→ **Aufgaben**
A - Prüfe anhand des Abschnitts über nahtlose Stahlrohre, ob die folgenden Aussagen zutreffen: (i) Die Rohre sollen mindestens der API-Gütestufe X70 entsprechen. (ii) Die Hauptumformung beim Walzen findet bei niedrigen Temperaturen statt. (iii) Das starke Kornwachstum verbessert das Zähigkeitsverhalten der Werkstoffe. Antworte jeweils mit Ja oder Nein und zitiere die entscheidende Textstelle wörtlich.
B - Gib aus dem Abschnitt über nahtlose Stahlrohre den Wortlaut zwischen „[0002] Die Herstellung“ und „Zähigkeitseigenschaften erreicht wird.“ einschließlich unverändert wieder.

→ **Textabschnitt**
[0001] Die Erfindung betrifft ein Verfahren zur Herstellung hochfester nahtloser Rohre aus
Stahl durch Warmwalzen und anschließendes beschleunigtes Abkühlen aus der Walzhitze.
Diese Rohre sollen als Ölfeld- und Leitungsrohre einsetzbar sein und mindestens der
API-Gütestufe X70 entsprechen.
[0002] Die Herstellung nahtloser Rohre erfolgt üblicherweise durch Warmwalzen von Stahlblöcken,
die auf etwa 1200 - 1250
o erwärmt wurden. Die Hauptumformung des Walzprozesses findet dicht unterhalb der Blockziehtemperatur,
also bei sehr hohen Temperaturen statt. Die durch die Verformung verursachte Rekristallisation
des Gefüges führt aufgrund dieser hohen Temperaturen zu einem starken Kornwachstum
und infolge dessen zu einer entsprechenden Verschlechterung des Zähigkeitsverhaltens
der Werkstoffe. Es ist daher bisher stets als erforderlich angesehen worden, an den
Walzprozeß eine gesonderte Wärmebehandlung in Form einer Normalisierungs- oder Vergütungsbehandlung
anzuschließen, bei der durch Umkörnung ein feineres Gefüge und dadurch eine Verbesserung
der Zähigkeitseigenschaften erreicht wird.

→ **Zeilen**
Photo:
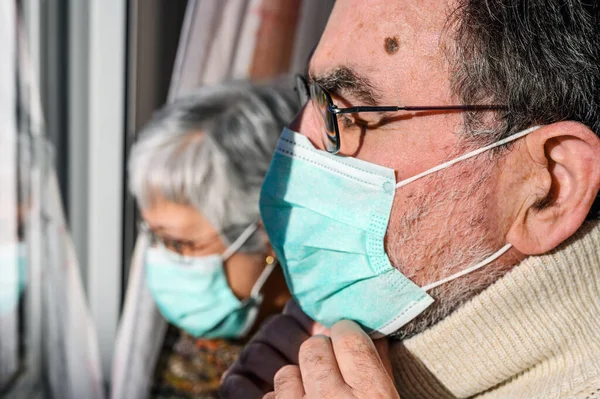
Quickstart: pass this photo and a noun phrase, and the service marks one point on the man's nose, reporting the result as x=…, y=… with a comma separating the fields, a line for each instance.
x=307, y=123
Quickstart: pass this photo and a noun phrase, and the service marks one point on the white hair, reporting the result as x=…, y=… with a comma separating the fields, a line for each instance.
x=211, y=150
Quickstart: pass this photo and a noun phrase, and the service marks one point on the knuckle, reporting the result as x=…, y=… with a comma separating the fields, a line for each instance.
x=352, y=343
x=313, y=344
x=286, y=376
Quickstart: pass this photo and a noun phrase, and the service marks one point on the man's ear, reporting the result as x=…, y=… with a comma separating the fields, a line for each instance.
x=561, y=184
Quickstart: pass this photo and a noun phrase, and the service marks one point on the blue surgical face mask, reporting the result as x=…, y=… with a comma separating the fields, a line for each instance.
x=193, y=294
x=326, y=216
x=13, y=271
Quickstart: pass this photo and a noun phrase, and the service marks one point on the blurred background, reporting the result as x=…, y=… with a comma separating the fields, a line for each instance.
x=78, y=78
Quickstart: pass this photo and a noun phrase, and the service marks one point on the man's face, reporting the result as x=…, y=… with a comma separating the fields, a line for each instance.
x=395, y=53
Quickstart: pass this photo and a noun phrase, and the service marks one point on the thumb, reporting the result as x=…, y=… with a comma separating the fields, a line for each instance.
x=383, y=349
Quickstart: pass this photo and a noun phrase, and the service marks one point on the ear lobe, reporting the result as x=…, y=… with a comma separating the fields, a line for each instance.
x=560, y=187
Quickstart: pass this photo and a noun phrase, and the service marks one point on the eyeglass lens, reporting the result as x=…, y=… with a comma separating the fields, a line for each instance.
x=329, y=131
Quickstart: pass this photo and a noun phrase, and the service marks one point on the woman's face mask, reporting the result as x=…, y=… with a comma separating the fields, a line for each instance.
x=193, y=294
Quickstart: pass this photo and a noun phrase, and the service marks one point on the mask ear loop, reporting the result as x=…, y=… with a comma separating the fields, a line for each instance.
x=467, y=156
x=445, y=165
x=241, y=240
x=468, y=270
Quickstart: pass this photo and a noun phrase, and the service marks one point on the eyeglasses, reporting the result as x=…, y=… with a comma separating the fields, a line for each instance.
x=179, y=249
x=329, y=112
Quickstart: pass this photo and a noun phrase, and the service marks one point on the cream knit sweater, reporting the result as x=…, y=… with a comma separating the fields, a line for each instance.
x=535, y=333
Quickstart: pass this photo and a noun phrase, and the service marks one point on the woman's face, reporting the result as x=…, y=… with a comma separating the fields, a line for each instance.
x=186, y=231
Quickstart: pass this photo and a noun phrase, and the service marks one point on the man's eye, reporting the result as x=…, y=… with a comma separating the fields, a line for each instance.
x=349, y=122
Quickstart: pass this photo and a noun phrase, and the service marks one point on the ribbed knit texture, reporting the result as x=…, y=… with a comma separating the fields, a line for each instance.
x=535, y=333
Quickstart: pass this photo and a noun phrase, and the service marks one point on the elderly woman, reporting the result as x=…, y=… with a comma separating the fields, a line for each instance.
x=196, y=172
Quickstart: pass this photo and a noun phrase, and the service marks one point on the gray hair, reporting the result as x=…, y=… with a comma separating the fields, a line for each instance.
x=540, y=58
x=211, y=150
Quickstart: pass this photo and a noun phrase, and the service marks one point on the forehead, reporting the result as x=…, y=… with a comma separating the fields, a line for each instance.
x=396, y=44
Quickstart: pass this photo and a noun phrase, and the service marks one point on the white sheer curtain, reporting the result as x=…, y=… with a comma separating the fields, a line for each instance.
x=48, y=344
x=220, y=40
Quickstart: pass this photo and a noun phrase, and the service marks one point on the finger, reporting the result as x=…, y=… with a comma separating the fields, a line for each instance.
x=261, y=361
x=288, y=383
x=383, y=350
x=236, y=386
x=358, y=360
x=285, y=335
x=321, y=376
x=309, y=325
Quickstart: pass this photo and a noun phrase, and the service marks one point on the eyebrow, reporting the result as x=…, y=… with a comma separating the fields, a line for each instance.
x=346, y=79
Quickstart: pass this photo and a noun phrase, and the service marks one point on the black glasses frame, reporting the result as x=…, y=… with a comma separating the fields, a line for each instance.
x=334, y=110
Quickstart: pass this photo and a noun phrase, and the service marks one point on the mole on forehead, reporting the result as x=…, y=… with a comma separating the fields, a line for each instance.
x=391, y=45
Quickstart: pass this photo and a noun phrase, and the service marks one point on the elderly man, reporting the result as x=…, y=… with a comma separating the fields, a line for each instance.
x=464, y=228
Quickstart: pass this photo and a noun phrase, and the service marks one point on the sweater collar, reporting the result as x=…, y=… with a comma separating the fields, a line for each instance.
x=545, y=311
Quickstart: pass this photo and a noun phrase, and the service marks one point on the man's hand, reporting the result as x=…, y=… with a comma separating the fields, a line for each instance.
x=275, y=346
x=347, y=365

→ **Lösungen im Einzelnen**
A -
(i) Ja – „mindestens der API-Gütestufe X70 entsprechen“
(ii) Nein – „also bei sehr hohen Temperaturen statt“
(iii) Nein – „zu einer entsprechenden Verschlechterung des Zähigkeitsverhaltens der Werkstoffe“

B -
[0002] Die Herstellung nahtloser Rohre erfolgt üblicherweise durch Warmwalzen von Stahlblöcken,
die auf etwa 1200 - 1250
o erwärmt wurden. Die Hauptumformung des Walzprozesses findet dicht unterhalb der Blockziehtemperatur,
also bei sehr hohen Temperaturen statt. Die durch die Verformung verursachte Rekristallisation
des Gefüges führt aufgrund dieser hohen Temperaturen zu einem starken Kornwachstum
und infolge dessen zu einer entsprechenden Verschlechterung des Zähigkeitsverhaltens
der Werkstoffe. Es ist daher bisher stets als erforderlich angesehen worden, an den
Walzprozeß eine gesonderte Wärmebehandlung in Form einer Normalisierungs- oder Vergütungsbehandlung
anzuschließen, bei der durch Umkörnung ein feineres Gefüge und dadurch eine Verbesserung
der Zähigkeitseigenschaften erreicht wird.